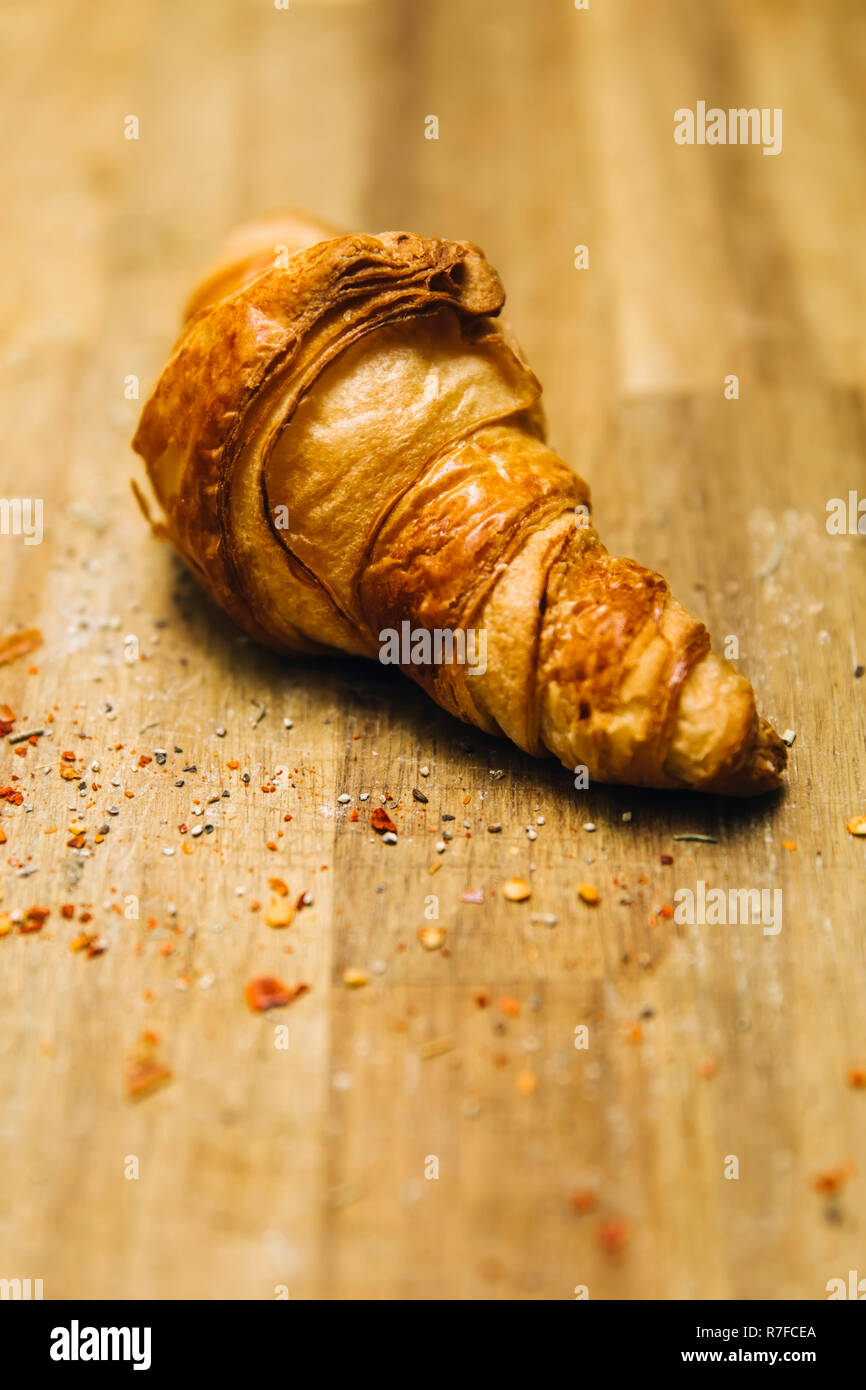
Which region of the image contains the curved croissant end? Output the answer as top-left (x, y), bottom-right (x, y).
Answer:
top-left (133, 205), bottom-right (785, 795)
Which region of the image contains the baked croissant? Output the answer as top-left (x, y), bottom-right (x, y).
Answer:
top-left (133, 214), bottom-right (785, 795)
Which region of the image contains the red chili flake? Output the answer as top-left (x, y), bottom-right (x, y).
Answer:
top-left (598, 1218), bottom-right (631, 1255)
top-left (370, 806), bottom-right (398, 835)
top-left (124, 1039), bottom-right (172, 1101)
top-left (812, 1163), bottom-right (853, 1197)
top-left (243, 974), bottom-right (310, 1013)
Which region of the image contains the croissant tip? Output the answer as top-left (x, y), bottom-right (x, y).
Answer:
top-left (706, 719), bottom-right (788, 796)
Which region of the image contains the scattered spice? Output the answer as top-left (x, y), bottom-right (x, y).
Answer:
top-left (418, 1037), bottom-right (455, 1062)
top-left (598, 1218), bottom-right (631, 1255)
top-left (243, 974), bottom-right (310, 1013)
top-left (812, 1163), bottom-right (853, 1197)
top-left (370, 806), bottom-right (398, 835)
top-left (502, 878), bottom-right (532, 902)
top-left (264, 898), bottom-right (295, 927)
top-left (125, 1031), bottom-right (172, 1101)
top-left (417, 927), bottom-right (448, 951)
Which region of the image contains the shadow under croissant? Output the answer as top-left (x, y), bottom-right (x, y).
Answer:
top-left (172, 556), bottom-right (783, 834)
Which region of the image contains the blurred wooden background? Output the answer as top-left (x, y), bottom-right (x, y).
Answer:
top-left (0, 0), bottom-right (866, 1298)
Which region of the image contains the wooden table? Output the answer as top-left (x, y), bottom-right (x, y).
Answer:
top-left (0, 0), bottom-right (866, 1300)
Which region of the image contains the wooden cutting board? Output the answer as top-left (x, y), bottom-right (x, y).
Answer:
top-left (0, 0), bottom-right (866, 1300)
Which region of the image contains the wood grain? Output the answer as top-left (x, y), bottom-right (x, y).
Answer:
top-left (0, 0), bottom-right (866, 1300)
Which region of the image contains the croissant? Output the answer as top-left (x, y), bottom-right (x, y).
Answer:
top-left (133, 205), bottom-right (785, 795)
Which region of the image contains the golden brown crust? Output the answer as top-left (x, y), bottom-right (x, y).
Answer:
top-left (133, 214), bottom-right (785, 795)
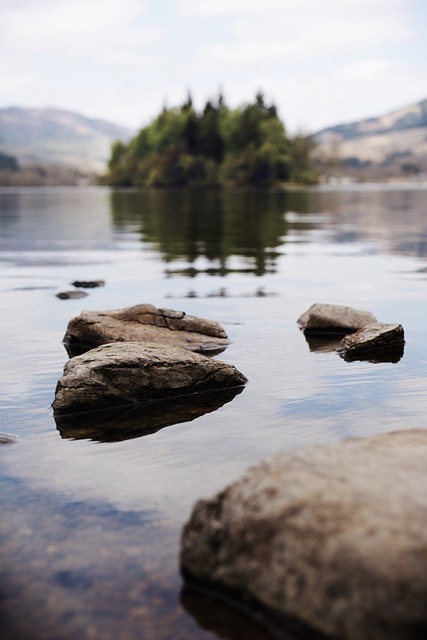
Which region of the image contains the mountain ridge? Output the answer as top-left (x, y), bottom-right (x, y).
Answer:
top-left (0, 106), bottom-right (135, 172)
top-left (314, 99), bottom-right (427, 179)
top-left (315, 99), bottom-right (427, 139)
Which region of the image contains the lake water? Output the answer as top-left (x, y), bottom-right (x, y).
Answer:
top-left (0, 185), bottom-right (427, 640)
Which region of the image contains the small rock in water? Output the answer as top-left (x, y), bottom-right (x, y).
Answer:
top-left (336, 322), bottom-right (405, 362)
top-left (52, 342), bottom-right (247, 414)
top-left (0, 433), bottom-right (18, 445)
top-left (64, 304), bottom-right (230, 355)
top-left (297, 303), bottom-right (377, 333)
top-left (71, 280), bottom-right (105, 289)
top-left (56, 290), bottom-right (88, 300)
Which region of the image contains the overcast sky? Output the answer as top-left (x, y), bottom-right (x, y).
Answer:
top-left (0, 0), bottom-right (427, 133)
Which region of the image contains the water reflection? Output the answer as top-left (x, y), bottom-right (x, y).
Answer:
top-left (111, 190), bottom-right (300, 276)
top-left (110, 187), bottom-right (427, 270)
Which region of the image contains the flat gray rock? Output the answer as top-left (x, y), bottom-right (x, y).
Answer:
top-left (297, 303), bottom-right (377, 333)
top-left (180, 430), bottom-right (427, 640)
top-left (336, 322), bottom-right (405, 361)
top-left (52, 342), bottom-right (247, 414)
top-left (64, 304), bottom-right (229, 355)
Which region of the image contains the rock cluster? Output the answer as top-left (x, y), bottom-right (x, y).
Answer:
top-left (52, 342), bottom-right (247, 414)
top-left (180, 430), bottom-right (427, 640)
top-left (64, 304), bottom-right (229, 355)
top-left (297, 303), bottom-right (405, 362)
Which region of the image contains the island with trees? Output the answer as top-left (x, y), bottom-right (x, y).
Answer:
top-left (103, 92), bottom-right (317, 188)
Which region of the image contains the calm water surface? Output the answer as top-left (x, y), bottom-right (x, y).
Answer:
top-left (0, 185), bottom-right (427, 640)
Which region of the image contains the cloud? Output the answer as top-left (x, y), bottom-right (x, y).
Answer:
top-left (199, 0), bottom-right (414, 65)
top-left (0, 0), bottom-right (162, 57)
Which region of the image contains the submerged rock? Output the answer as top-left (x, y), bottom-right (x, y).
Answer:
top-left (180, 430), bottom-right (427, 640)
top-left (56, 289), bottom-right (88, 300)
top-left (54, 386), bottom-right (243, 442)
top-left (297, 303), bottom-right (377, 333)
top-left (0, 433), bottom-right (18, 445)
top-left (52, 342), bottom-right (247, 414)
top-left (64, 304), bottom-right (229, 355)
top-left (71, 280), bottom-right (105, 289)
top-left (336, 322), bottom-right (405, 362)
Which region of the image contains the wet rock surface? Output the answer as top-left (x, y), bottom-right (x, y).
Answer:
top-left (180, 430), bottom-right (427, 640)
top-left (55, 386), bottom-right (243, 442)
top-left (297, 303), bottom-right (377, 333)
top-left (52, 342), bottom-right (247, 414)
top-left (56, 289), bottom-right (88, 300)
top-left (0, 433), bottom-right (18, 446)
top-left (336, 322), bottom-right (405, 362)
top-left (64, 304), bottom-right (229, 355)
top-left (71, 280), bottom-right (105, 289)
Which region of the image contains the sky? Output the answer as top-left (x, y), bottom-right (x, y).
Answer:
top-left (0, 0), bottom-right (427, 133)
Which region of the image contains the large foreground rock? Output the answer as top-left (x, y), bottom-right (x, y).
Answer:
top-left (52, 342), bottom-right (247, 414)
top-left (336, 322), bottom-right (405, 362)
top-left (64, 304), bottom-right (229, 355)
top-left (180, 430), bottom-right (427, 640)
top-left (297, 303), bottom-right (377, 333)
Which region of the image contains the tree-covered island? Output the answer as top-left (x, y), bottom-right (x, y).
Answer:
top-left (104, 93), bottom-right (317, 187)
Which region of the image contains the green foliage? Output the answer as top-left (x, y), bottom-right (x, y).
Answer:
top-left (106, 93), bottom-right (315, 187)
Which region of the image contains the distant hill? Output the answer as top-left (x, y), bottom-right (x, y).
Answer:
top-left (0, 107), bottom-right (135, 172)
top-left (315, 100), bottom-right (427, 177)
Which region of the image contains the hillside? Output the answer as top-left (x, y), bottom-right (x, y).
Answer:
top-left (315, 100), bottom-right (427, 178)
top-left (0, 107), bottom-right (134, 172)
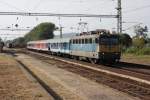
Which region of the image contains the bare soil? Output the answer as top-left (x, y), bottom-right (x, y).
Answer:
top-left (0, 54), bottom-right (52, 100)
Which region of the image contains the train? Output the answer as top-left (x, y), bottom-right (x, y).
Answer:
top-left (0, 41), bottom-right (4, 53)
top-left (27, 30), bottom-right (121, 64)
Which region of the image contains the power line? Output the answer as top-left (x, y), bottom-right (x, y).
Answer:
top-left (0, 0), bottom-right (24, 11)
top-left (0, 12), bottom-right (117, 18)
top-left (124, 5), bottom-right (150, 13)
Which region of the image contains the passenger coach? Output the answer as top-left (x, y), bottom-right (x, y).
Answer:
top-left (27, 31), bottom-right (121, 63)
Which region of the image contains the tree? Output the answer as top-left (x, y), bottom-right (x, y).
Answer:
top-left (134, 25), bottom-right (148, 38)
top-left (25, 22), bottom-right (56, 42)
top-left (133, 37), bottom-right (146, 48)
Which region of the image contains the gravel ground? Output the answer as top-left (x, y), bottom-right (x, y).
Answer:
top-left (121, 54), bottom-right (150, 66)
top-left (0, 54), bottom-right (53, 100)
top-left (17, 54), bottom-right (139, 100)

+++

_WHAT TO WORK ON_
Pick out every line above that contains the string "croissant", and copy each one in full. Matches must have the same case.

_SOLUTION_
Which region of the image contains the curved croissant end? Output the answer as top-left (x, y), bottom-right (x, y).
Which region of the image contains the baked croissant? Output the answer as top-left (x, y), bottom-right (x, y).
Which region of the image contains the croissant tip? Output the answer as top-left (x, y), bottom-right (x, y).
Which region of the image contains the shadow under croissant? Output the answer as top-left (x, y), bottom-right (x, y).
Which region of the image contains the croissant? Output the answer as top-left (x, y), bottom-right (x, y).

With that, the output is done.